Exercise description = Reproduce each line exactly, including spacing and punctuation.

(Position annotation records)
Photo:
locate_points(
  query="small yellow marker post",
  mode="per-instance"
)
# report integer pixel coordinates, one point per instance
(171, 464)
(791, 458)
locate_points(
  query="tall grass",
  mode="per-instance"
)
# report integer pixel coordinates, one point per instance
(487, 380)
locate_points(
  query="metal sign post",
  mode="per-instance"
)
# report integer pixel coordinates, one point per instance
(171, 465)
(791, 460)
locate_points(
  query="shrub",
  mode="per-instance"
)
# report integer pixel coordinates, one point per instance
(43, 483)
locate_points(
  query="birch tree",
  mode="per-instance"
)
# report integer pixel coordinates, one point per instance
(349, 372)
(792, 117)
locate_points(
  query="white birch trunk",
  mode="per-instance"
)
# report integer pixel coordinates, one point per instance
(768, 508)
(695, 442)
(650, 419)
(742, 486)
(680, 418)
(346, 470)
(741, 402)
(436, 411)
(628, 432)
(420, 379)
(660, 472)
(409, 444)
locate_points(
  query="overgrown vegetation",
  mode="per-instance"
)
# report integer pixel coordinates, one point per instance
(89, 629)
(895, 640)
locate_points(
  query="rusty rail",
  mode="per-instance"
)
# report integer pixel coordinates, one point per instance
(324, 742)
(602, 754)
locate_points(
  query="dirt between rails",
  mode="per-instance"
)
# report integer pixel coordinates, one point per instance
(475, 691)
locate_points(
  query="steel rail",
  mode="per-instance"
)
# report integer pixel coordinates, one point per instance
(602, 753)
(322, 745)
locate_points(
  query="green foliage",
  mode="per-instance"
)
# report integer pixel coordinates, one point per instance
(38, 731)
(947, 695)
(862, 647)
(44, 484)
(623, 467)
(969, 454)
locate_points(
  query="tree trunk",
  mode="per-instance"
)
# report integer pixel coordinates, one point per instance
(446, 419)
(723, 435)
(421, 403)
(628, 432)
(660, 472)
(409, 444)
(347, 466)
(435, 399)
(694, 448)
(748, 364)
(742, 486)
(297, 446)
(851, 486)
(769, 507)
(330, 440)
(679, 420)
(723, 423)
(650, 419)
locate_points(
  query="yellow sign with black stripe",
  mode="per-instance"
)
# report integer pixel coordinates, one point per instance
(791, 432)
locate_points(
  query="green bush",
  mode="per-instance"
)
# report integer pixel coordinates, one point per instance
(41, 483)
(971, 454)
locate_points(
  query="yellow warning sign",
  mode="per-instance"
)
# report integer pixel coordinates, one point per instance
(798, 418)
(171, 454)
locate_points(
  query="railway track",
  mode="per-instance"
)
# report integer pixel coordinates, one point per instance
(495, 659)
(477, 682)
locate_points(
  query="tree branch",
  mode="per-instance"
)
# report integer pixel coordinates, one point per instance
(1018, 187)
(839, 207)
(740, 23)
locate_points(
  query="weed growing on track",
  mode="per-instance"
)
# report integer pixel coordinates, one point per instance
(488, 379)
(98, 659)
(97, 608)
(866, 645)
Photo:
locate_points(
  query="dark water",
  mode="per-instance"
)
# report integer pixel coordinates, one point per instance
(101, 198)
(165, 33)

Solution to the exercise =
Photo:
locate_points(
  query="small yellow marker post",
  mode="per-instance"
)
# report integer pixel coordinates, one point per instance
(171, 464)
(791, 458)
locate_points(
  query="tall grass",
  mode="per-instance"
)
# report integer pixel coordinates, one point per instance
(487, 380)
locate_points(
  query="metal sign post",
  mode="per-instance"
)
# report integer pixel coordinates, one point per instance
(171, 465)
(791, 460)
locate_points(
  query="shrub",
  mode="per-instance"
)
# report integer pixel coordinates, one point per instance
(43, 483)
locate_points(
  query="birch tree",
  mode="per-instance"
)
# report integer pixel coordinates, one point per instance
(349, 372)
(792, 117)
locate_points(
  query="white birch trunk",
  mode="per-instance"
)
# report integer pixel coordinates, one point per instance
(768, 508)
(695, 442)
(650, 419)
(742, 486)
(680, 418)
(346, 470)
(741, 402)
(436, 411)
(628, 432)
(420, 379)
(660, 472)
(409, 444)
locate_points(
  query="overgrown vegetation",
  mode="per-instance"
)
# report integer pixel coordinates, one point per instance
(89, 629)
(895, 640)
locate_points(
  query="rusty rail",
  mode="per-instance"
)
# report integer pixel coordinates, one point per instance
(324, 742)
(602, 754)
locate_points(
  query="dirt between rails",
  mode="per-instance"
)
# report integer pixel coordinates, one point per instance
(475, 691)
locate_points(
  query="steel rail",
  mode="per-instance"
)
# report integer pixel coordinates, one point per instance
(602, 753)
(322, 745)
locate_points(
  query="green foliage",
  mode="per-instance"
)
# report integer pixel coordinates, one point per instance
(38, 731)
(947, 695)
(862, 647)
(44, 484)
(623, 467)
(969, 454)
locate_points(
  query="tree trunk",
  mode="per-instance"
)
# report integer pixel coordinates, one point per instance
(446, 419)
(723, 435)
(421, 403)
(628, 432)
(660, 472)
(409, 444)
(347, 466)
(435, 399)
(694, 448)
(748, 364)
(742, 486)
(297, 446)
(851, 486)
(769, 507)
(330, 440)
(679, 420)
(723, 423)
(650, 419)
locate_points(
  query="yellow sign with black stripe",
  mode="per-instance"
)
# report integer pixel coordinates, one point per instance
(791, 432)
locate_points(
  query="green bush",
  mode="per-instance"
)
# report integer pixel coordinates, one point per instance
(41, 483)
(971, 454)
locate_points(
  query="yellow warning sign",
  mode="per-instance"
)
# report integer pixel coordinates, one point per instance
(798, 418)
(171, 454)
locate_points(
  query="railway track",
  mode="per-instance"
)
# report integer pixel coordinates, one point per instance
(495, 659)
(477, 682)
locate_points(
  query="tree branch",
  mode="per-instance"
)
# report integer pixel coordinates, one point per instance
(1018, 187)
(839, 207)
(740, 23)
locate_points(
  query="weed growing on track",
  mode="per-instance"
)
# report integer pixel coordinates, one point per instance
(488, 379)
(98, 659)
(97, 608)
(866, 645)
Photo:
locate_points(
  query="dark water",
  mode="per-instance"
)
# report integer pixel coordinates, one point per instance
(101, 198)
(165, 33)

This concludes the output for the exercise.